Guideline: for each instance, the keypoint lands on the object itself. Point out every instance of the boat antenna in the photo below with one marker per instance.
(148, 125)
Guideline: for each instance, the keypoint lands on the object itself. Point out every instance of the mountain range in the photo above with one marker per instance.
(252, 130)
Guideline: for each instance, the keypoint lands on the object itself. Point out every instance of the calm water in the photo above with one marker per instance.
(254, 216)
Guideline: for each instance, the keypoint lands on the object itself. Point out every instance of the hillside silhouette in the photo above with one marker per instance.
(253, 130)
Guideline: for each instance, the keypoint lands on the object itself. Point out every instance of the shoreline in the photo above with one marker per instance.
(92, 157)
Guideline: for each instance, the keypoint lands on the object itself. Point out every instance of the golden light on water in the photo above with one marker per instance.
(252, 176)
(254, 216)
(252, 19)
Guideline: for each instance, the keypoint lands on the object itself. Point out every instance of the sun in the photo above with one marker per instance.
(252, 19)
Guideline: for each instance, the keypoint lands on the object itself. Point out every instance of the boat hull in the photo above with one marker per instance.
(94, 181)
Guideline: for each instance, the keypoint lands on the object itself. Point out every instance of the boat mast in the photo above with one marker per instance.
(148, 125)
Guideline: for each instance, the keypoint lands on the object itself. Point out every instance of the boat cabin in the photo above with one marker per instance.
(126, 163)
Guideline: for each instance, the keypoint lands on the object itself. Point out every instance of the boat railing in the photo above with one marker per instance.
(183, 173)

▸ **Your goal**: Reproduce all the items above word for word, keeping every point in its place.

▸ **Written solution**:
Guideline: for each instance, the keypoint lands on the object itself. Point out every instance of the boat antenna in the photo below with one marker per instance.
(148, 125)
Guideline: for each instance, the keypoint lands on the object itself. Point out every instance of the mountain range in the photo above with one marker per instance.
(252, 130)
Guideline: for each instance, the keypoint lands on the object itself. Point out every instance of the calm water in the photo above with one marker per instance.
(254, 216)
Guideline: for each instance, the keypoint lands on the object itself. Point out every instance of the hillside silhouette in the photo above with one marker per instance.
(253, 130)
Guideline: for each instance, the keypoint lands on the object itself. Point out every instance of the shoreline in the photo above with one marker per instance.
(92, 157)
Guideline: for each instance, the keypoint lands on the object itself. Point out every instance of the golden light on water in the photo above with one marker per instance.
(252, 176)
(254, 216)
(252, 19)
Guideline: for each instance, the keypoint lands on the object itself. Point out every instance of the sun in the photo above with one marker per instance.
(252, 19)
Guideline: for each instance, the keypoint lands on the object itself. Point out every instance of the boat hull in the photo above with one marker per instance.
(94, 181)
Guideline: for each instance, the keypoint lands on the object itself. Point out every instance of the boat mast in the photo above with one marker per instance.
(148, 125)
Guideline: for each instance, the keypoint lands on the object itself. Point out every instance of the boat cabin in the photo above with one marker per instance.
(126, 163)
Guideline: for each instance, the keypoint lands on the object itself. Point out every instance of the boat railing in the photo above with one marker per instance.
(183, 173)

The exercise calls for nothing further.